» **SUMBER**:

::::::

Menurut Marzuki Wahid, anggapan di atas tidak dapat disalahkan, akibat perhatian mereka (intelektual Indonesia, peny.) sendiri yang memaksa demikian untuk menyikapi realitas sosial, politik, dan ekonomi ketika Orde Baru secara sistematis dan terus-menerus malakukan intervensi secara berlebihan terhadap umat Islam dan bentuk–bentuk pengamalan keagamaannya. Oleh karena ini, menurut Wahid, aspek metodologis dan substansi ajaran Islam atau sumber-sumber pengambilannya yang selama ini disakralkan tidak terjamah oleh pembaruan mereka. Kalaupun masuk, lanjut Wahid, mereka berhenti pada pada kritik bangunan (sejarah) pemikiran Islam masa lampau tanpa memberikan tawaran baru yang berarti. Isu-isu yang menjadi label pemikiran mereka tidak dilengkapi dengan kerangka metodologi dan epistemologi yang cukup alias belum tuntas. Mareka, sejauh ini, hanya mengadvokasi betapa pentingnya kontekstualisasi, reaktualisasi, reinterpretasi, dan pribumisasi maupun tema sejenis (sebagai pendekatan ijtihad, peny.), tanpa memberikan bukti contoh (rekonstruksi) pemikiran Islam baru seperti apa yang tepat untuk zaman ini.[9] Namun demikian, pendekatan ijtihad oleh sarjana-sarjana Indonesia ini dianggap lebih mendalam, karena mereka mengawinkan keserjanaan Islam klasik dengan metode-metode analitik modern Barat.[10]
Label pemikiran yang terakhir disebutkan di atas, “pribumisasi Islam”, tanpa terkecuali masuk ke dalam  kategori menurut para intelektual Barat (orientalis), sebagai produk seorang Indonesianists, bukan Islamists, yaitu Abdurrahman Wahid (selanjutnya disebut Gus Dur).
Ide “pribumisasi Islam” yang digagas Gus Dur, setidaknya dilandasi oleh dua hal penting, yaitu: Pertama, universalisme dan kosmopolitanisme ajaran Islam, yang termanifentasi dalam lima jaminan dasar dalam Islam: keselamatan jiwa, kebebasan berkeyakinan, keselamatan atas keluarga dan keturunan, harta benda, dan profesi;[11] Kedua, Islam adalah agama yang berlaku untuk seluruh alam termasuk seluruh manusia,[12] dan mampu tampil sebagai faktor komplementer dalam kehidupan sosio-kultural dan politik.[13]  Hal ini, menurut Gus Dur, merupakan pendekatan untuk melakukan pemahaman terhadap nash (teks) terkait dengan kondisi tempat dimana suatu hukum Islam dijalankan. Dengan kata lain, “Pribumisasi Islam” ini menurutnya adalah upaya rekonsiliasi antara budaya dan agama.

::::::

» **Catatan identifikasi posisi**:
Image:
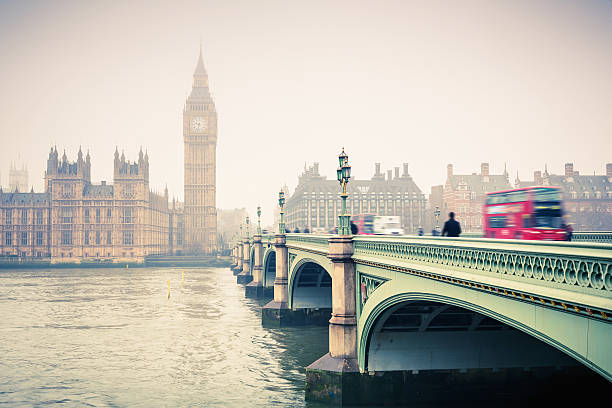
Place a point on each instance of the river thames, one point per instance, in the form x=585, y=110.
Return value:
x=113, y=337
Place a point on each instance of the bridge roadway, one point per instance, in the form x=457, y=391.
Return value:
x=427, y=305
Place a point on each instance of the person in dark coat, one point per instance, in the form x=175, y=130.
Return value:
x=451, y=227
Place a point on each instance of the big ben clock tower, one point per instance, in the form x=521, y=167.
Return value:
x=200, y=138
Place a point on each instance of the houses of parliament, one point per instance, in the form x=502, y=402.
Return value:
x=75, y=220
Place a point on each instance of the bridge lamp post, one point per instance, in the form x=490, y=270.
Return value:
x=344, y=175
x=281, y=203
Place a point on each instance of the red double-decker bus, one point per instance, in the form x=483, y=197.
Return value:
x=365, y=223
x=525, y=213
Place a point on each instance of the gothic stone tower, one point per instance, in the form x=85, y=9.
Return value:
x=200, y=137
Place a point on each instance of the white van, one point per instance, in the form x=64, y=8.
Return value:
x=387, y=225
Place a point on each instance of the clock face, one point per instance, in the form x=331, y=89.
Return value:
x=198, y=124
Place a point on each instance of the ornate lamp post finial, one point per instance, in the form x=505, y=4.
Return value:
x=258, y=220
x=281, y=203
x=344, y=174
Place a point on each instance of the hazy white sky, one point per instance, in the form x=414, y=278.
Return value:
x=424, y=82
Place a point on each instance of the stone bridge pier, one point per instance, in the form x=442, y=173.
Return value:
x=238, y=263
x=337, y=372
x=245, y=276
x=284, y=311
x=255, y=288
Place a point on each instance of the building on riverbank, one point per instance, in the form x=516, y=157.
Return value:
x=75, y=220
x=315, y=203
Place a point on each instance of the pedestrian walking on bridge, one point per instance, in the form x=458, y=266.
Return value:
x=451, y=227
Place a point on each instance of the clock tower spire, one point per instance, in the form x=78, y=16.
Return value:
x=200, y=140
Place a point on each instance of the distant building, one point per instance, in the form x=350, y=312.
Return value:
x=75, y=220
x=316, y=203
x=587, y=199
x=228, y=225
x=464, y=195
x=200, y=140
x=18, y=179
x=435, y=202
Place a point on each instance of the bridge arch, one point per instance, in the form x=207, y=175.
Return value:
x=393, y=335
x=309, y=285
x=269, y=267
x=252, y=258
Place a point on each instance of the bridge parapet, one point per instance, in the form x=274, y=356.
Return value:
x=593, y=236
x=309, y=242
x=579, y=274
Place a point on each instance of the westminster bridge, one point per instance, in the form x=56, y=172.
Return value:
x=410, y=311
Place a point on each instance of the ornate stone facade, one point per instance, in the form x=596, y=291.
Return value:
x=75, y=220
x=464, y=195
x=200, y=138
x=315, y=203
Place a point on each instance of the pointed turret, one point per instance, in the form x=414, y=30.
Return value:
x=517, y=181
x=200, y=77
x=200, y=69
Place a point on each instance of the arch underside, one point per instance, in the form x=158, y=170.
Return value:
x=427, y=335
x=311, y=287
x=269, y=269
x=252, y=263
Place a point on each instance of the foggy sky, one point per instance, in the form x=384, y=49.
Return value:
x=526, y=83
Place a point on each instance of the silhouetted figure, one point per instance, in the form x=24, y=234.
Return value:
x=569, y=231
x=451, y=227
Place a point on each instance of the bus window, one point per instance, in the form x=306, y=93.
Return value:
x=517, y=196
x=527, y=221
x=547, y=194
x=498, y=222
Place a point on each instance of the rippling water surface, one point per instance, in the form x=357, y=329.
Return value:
x=112, y=337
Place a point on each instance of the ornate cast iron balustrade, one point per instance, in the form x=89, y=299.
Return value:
x=583, y=265
x=314, y=243
x=593, y=236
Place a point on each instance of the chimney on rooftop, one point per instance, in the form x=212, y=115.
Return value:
x=484, y=172
x=484, y=169
x=537, y=178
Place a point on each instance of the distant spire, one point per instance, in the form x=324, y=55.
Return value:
x=200, y=69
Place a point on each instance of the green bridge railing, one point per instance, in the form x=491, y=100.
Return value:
x=593, y=236
x=586, y=266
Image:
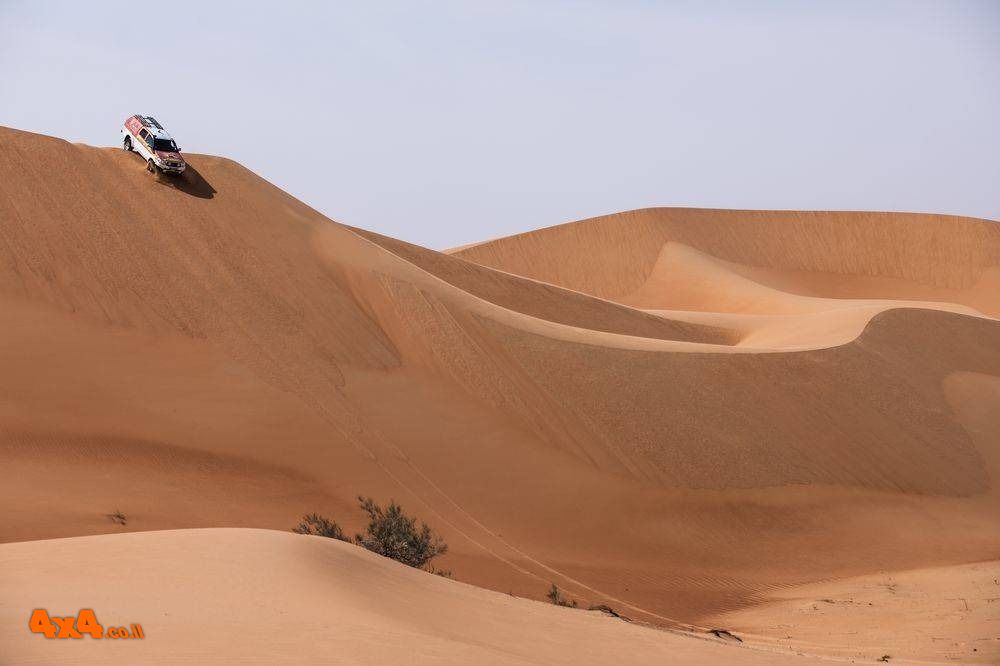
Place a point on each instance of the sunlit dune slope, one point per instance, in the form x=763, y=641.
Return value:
x=677, y=413
x=276, y=598
x=628, y=256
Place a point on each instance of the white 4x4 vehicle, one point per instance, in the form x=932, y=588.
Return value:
x=148, y=138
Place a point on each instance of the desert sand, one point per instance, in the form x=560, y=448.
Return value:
x=701, y=418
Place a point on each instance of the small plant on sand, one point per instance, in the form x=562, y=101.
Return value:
x=319, y=526
x=390, y=533
x=556, y=597
x=393, y=534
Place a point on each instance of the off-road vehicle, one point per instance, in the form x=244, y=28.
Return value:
x=147, y=137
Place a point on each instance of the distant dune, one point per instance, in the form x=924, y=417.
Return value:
x=701, y=418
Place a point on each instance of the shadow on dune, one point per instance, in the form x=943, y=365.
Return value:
x=190, y=182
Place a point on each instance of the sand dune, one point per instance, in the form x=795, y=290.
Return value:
x=679, y=413
x=264, y=597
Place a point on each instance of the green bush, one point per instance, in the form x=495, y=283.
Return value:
x=393, y=534
x=319, y=526
x=556, y=597
x=390, y=533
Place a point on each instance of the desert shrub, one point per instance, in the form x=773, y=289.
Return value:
x=319, y=526
x=392, y=533
x=556, y=597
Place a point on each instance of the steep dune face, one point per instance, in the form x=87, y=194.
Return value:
x=325, y=601
x=874, y=255
x=673, y=412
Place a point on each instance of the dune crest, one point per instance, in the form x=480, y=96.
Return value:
x=675, y=412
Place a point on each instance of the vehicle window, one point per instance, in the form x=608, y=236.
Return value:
x=165, y=144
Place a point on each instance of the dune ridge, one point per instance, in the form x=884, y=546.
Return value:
x=677, y=412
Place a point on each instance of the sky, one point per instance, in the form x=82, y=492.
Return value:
x=444, y=123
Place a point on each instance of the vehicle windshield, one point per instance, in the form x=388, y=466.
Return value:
x=165, y=144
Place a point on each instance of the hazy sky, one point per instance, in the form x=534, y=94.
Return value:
x=449, y=122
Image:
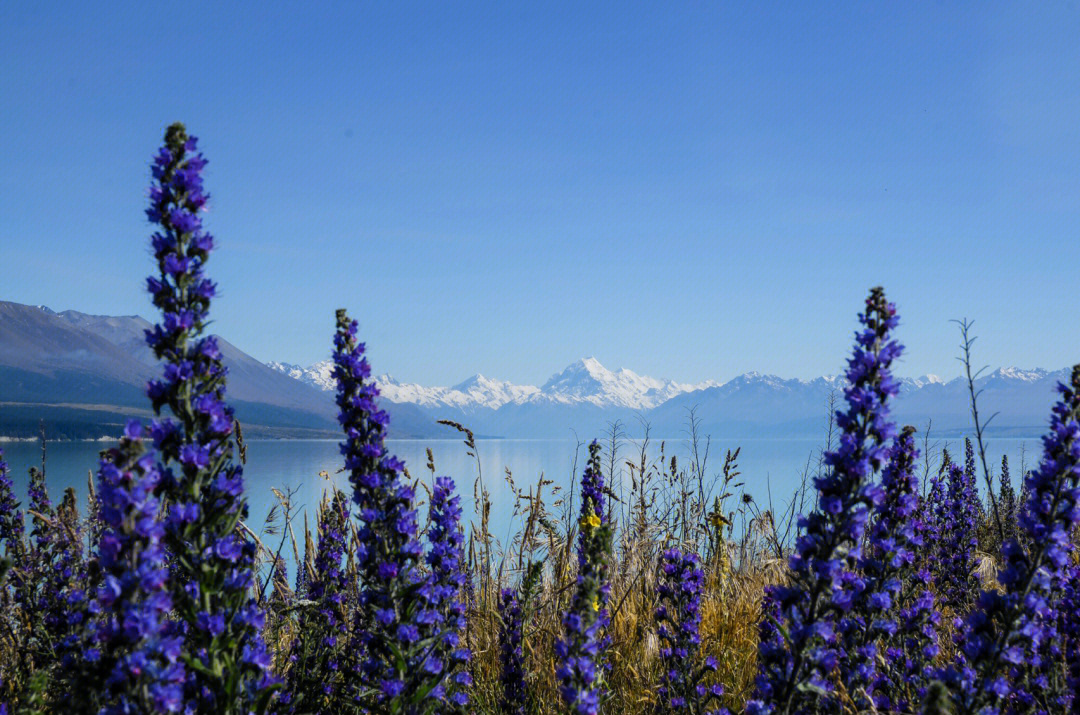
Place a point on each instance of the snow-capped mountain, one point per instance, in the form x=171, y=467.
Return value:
x=583, y=381
x=588, y=380
x=477, y=392
x=319, y=375
x=586, y=396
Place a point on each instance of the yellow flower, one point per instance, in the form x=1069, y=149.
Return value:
x=591, y=521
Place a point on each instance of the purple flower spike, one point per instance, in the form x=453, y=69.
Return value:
x=397, y=603
x=200, y=482
x=582, y=666
x=132, y=657
x=682, y=689
x=1006, y=641
x=795, y=676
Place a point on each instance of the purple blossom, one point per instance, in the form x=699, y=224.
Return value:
x=133, y=659
x=890, y=636
x=682, y=688
x=394, y=598
x=581, y=669
x=796, y=676
x=200, y=482
x=318, y=655
x=1006, y=637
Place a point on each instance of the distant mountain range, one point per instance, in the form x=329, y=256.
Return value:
x=586, y=396
x=83, y=376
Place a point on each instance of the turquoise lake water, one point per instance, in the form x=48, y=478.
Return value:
x=774, y=466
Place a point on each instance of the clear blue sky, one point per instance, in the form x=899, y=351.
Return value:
x=690, y=190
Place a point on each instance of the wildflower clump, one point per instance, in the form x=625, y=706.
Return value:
x=316, y=659
x=221, y=621
x=580, y=650
x=823, y=587
x=444, y=595
x=1002, y=641
x=678, y=615
x=400, y=672
x=896, y=639
x=132, y=661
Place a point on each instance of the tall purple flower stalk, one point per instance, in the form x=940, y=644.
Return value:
x=12, y=531
x=513, y=606
x=678, y=614
x=12, y=528
x=1003, y=638
x=933, y=513
x=132, y=664
x=213, y=594
x=824, y=585
x=400, y=673
x=318, y=659
x=580, y=651
x=1069, y=626
x=890, y=651
x=956, y=581
x=444, y=595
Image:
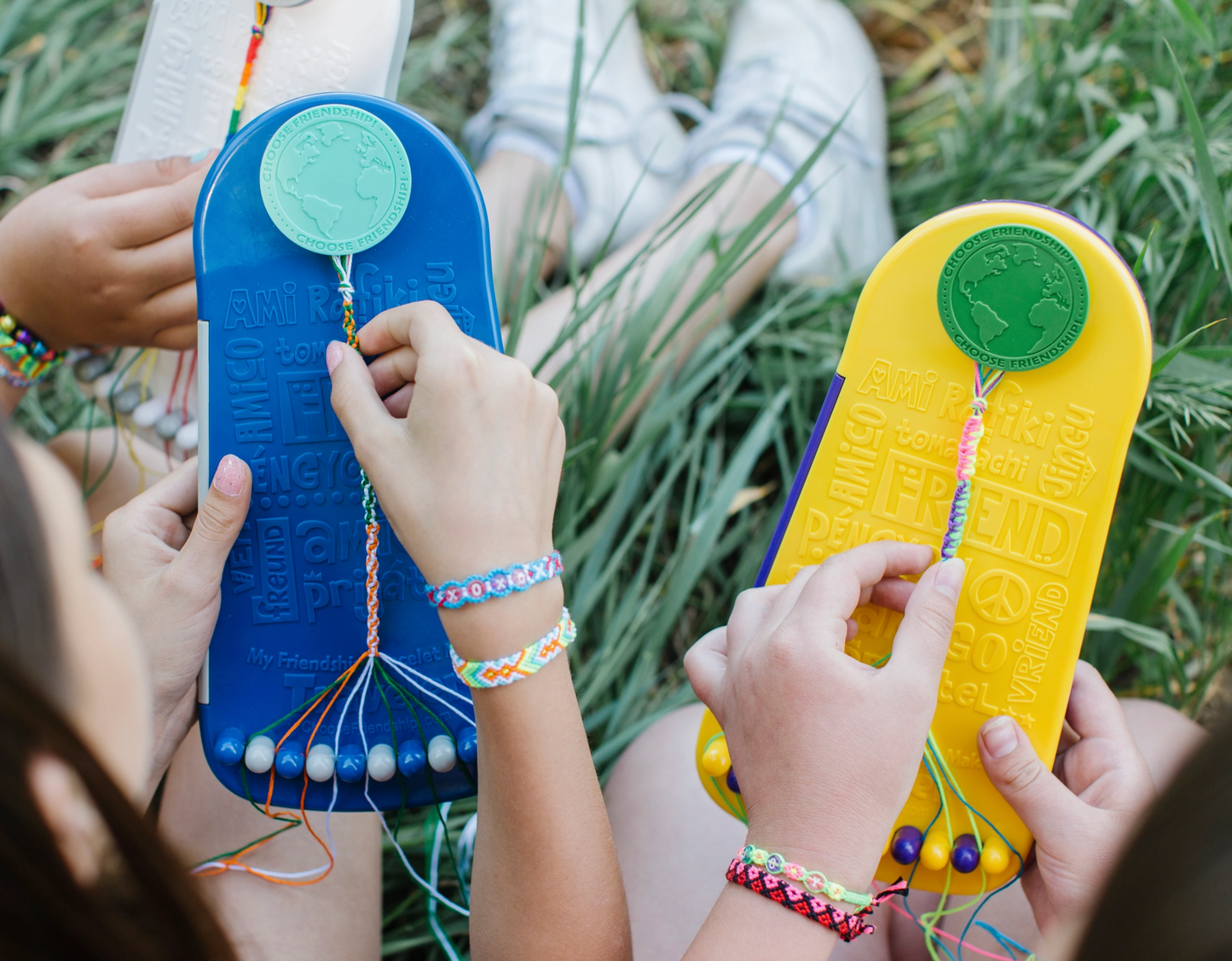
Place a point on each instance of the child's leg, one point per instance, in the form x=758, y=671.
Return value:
x=674, y=843
x=335, y=918
x=525, y=208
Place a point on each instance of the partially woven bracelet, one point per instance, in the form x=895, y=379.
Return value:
x=497, y=583
x=515, y=667
x=845, y=925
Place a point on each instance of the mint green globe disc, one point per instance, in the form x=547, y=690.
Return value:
x=1013, y=297
x=335, y=179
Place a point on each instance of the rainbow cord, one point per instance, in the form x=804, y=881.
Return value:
x=986, y=382
x=254, y=44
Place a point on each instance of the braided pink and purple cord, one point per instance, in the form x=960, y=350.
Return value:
x=986, y=381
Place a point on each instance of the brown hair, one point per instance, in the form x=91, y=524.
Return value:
x=143, y=907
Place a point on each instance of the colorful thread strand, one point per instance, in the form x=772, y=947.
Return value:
x=986, y=382
x=254, y=44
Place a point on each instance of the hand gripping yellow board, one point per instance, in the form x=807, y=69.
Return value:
x=1035, y=293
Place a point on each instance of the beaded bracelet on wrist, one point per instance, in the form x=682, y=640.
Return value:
x=24, y=357
x=814, y=881
x=497, y=583
x=523, y=664
x=845, y=925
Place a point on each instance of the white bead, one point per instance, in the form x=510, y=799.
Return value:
x=319, y=764
x=102, y=385
x=381, y=763
x=146, y=414
x=186, y=437
x=442, y=753
x=259, y=754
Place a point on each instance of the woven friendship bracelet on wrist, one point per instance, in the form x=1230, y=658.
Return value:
x=24, y=357
x=847, y=927
x=497, y=583
x=813, y=881
x=515, y=667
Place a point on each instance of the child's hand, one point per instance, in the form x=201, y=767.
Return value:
x=1082, y=814
x=166, y=565
x=468, y=477
x=825, y=748
x=105, y=257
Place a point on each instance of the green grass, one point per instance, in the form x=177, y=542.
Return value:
x=1073, y=104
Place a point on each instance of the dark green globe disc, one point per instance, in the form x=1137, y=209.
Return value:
x=335, y=179
x=1013, y=297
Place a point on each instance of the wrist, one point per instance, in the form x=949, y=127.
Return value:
x=842, y=856
x=503, y=626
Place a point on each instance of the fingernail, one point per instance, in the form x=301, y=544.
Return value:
x=949, y=576
x=229, y=476
x=333, y=355
x=999, y=737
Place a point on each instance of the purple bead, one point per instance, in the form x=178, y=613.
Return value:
x=965, y=855
x=905, y=845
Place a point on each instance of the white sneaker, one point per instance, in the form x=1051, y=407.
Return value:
x=790, y=71
x=630, y=153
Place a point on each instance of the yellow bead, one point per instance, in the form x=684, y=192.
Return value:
x=935, y=853
x=716, y=761
x=994, y=858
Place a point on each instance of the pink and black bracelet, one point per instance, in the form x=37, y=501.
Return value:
x=497, y=583
x=845, y=925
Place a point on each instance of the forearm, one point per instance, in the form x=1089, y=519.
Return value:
x=743, y=924
x=546, y=883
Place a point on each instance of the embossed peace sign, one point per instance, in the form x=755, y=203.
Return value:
x=999, y=597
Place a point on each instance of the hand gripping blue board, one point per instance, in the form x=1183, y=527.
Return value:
x=292, y=615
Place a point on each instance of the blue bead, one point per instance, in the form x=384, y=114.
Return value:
x=905, y=845
x=229, y=747
x=412, y=758
x=290, y=759
x=965, y=855
x=468, y=744
x=352, y=764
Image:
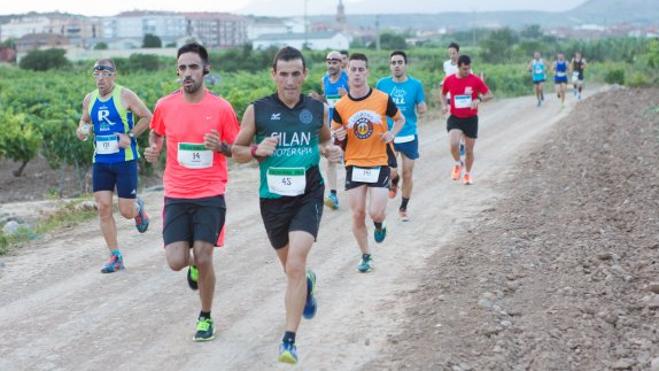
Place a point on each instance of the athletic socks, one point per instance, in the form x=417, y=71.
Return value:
x=403, y=204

::::::

» **TUJUAN**: Lanjutkan teks tentang gagasan pribumisasi Islam Gus Dur, dimulai dari kalimat sesudah bagian terakhir yang ditampilkan.

» **HASIL TUGAS**:
Salah satu produk pemikiran “Pribumisasi Islam” Gus Dur adalah lahirnya fatwa. Diantara fatwa-fatwa Gus Dur yang “heboh” diperbincangkan diantaranya: fatwa tentang bolehnya KB[14] (yang sebelumnya diharamkan oleh DBM NU dan DMT Muhammadiyah)[15], bolehnya Bunga Bank[16] (yang haram dalam Islam), bolehnya pengonsumsian produk makanan Ajinomoto[17] (yang haram menurut MUI), dan fatwa tentang bolehnya pengonsumsian rokok[18] (yang oleh MUI diharamkan), atas pertimbangan kemashlahatan umum (al-mashlahāt al-‘āmmah).
Sebagaimana diketahui bahwa suatu produk ijtihad dalam hukum Islam (fiqih), terbentuk oleh serangkaian proses yang cukup panjang dan dilakukan hanya oleh orang (mujtahid) yang memiliki kapabilitas atau paling tidak dipandang demikian (baca: ijtihad). Namun demikian, hasil pengamatan kaum Orientalis yang didukung oleh Marzuki Wahid terdahulu, tidak pula serta-merta dianggap salah. Sebab memang pada awalnya pola pemikiran Gus Dur (baca: Biografi) searah dengan hal itu, sebelum pada akhirnya berkembang ke arah ijtihad hukum Islam seperti lahirnya fatwa di atas atau sebagaimana pengaruhnya terhadap sistem pengambilan keputusan hukum di Lembaga Bahtsul Masail di Lingkungan Nahdlatul Ulama.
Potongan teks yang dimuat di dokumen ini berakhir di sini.